Record list -

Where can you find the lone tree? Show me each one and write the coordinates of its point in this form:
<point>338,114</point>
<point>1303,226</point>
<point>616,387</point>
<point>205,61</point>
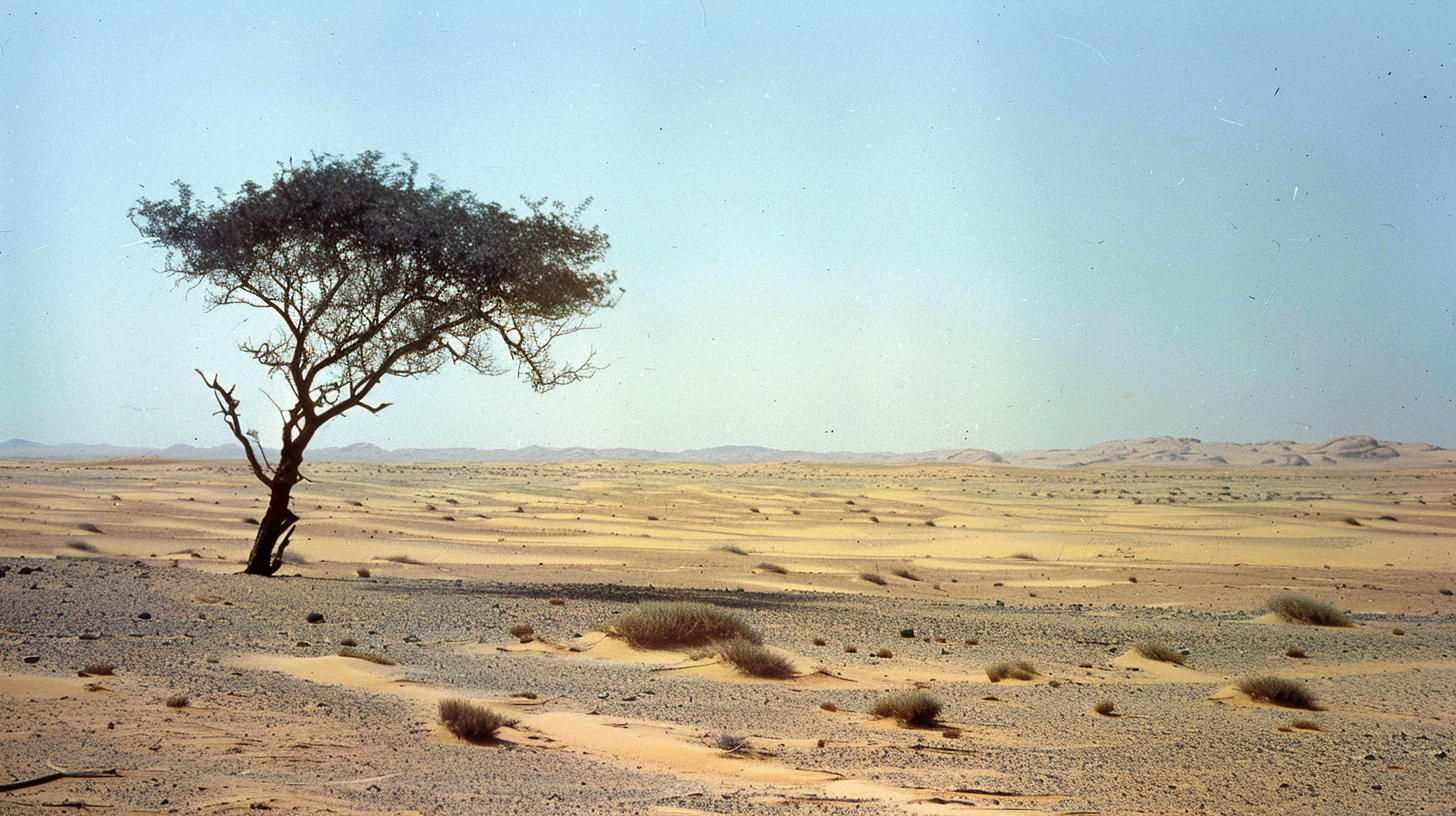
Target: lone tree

Task description - Return every line of the records above unchanged, leaving out the pictures.

The response -
Where can you find the lone tree? Show me each one and write the coordinates of its point in this form:
<point>338,114</point>
<point>1303,226</point>
<point>616,387</point>
<point>205,61</point>
Target: lone tree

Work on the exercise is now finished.